# Task
Rewrite every line of the items below, switching "provide one point" to "mark a single point" wherever it occurs and leaving everything else unchanged.

# Data for this exercise
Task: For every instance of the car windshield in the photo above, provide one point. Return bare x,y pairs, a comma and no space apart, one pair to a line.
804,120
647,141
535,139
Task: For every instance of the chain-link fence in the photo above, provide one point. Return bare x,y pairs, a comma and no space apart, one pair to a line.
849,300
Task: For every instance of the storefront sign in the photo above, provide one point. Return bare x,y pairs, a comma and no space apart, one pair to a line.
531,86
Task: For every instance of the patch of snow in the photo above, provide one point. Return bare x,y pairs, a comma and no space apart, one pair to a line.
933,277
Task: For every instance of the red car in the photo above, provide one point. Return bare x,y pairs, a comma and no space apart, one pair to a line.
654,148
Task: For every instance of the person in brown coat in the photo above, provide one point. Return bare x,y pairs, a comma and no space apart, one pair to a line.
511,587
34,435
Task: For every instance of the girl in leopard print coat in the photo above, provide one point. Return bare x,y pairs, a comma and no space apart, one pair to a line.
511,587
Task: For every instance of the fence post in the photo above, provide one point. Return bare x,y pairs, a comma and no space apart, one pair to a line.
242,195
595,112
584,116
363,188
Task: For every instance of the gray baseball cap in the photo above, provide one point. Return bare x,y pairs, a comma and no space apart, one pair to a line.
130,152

# Solution to this exercise
Task: For every instance of the car windshield in the photo above, mark a single point. Return bare x,y pairs, a comma and no space apart, one pair to a line.
804,120
647,141
535,139
Task: For every instance of the chain-link fence in the photo above, mark a single point. Return bare x,y pairs, a comma and no space apart, one pair to a line.
849,300
Task: For every instance of the storefront sign in the photo above, mark a single point. Return bare x,y pairs, a comma and no space apart, one pair to a line.
531,86
Task: For every instance of the patch of snow in the photo above, mark a single point. Return bare x,y pairs, a comma and no space apart, one pair to a line.
933,277
Task: For every instance of the red car in the photo above, mark a single point. Return bare x,y pairs, a comma and no space apart, one pair to a line.
654,148
Task: For every instance of the person in brown coat in the photo above, mark a single point. Return bare x,y pairs, a comma and no space apart, one pair to a line.
511,587
34,435
Task: For every instance of the girl in leopard print coat in the photo above, mark a single point. Return bare x,y pairs, a comma and no space apart, one pair to a line.
511,587
Task: For every instance of the fence post in the photo above, mark a single point. Return bare x,y pairs, a comma and no space apart, one pair to a line.
242,195
595,112
584,116
363,188
Task: For every instance of the gray baseball cap in the photo above, mark a single point. Return bare x,y pairs, a comma and no space apart, one pair to a line.
130,152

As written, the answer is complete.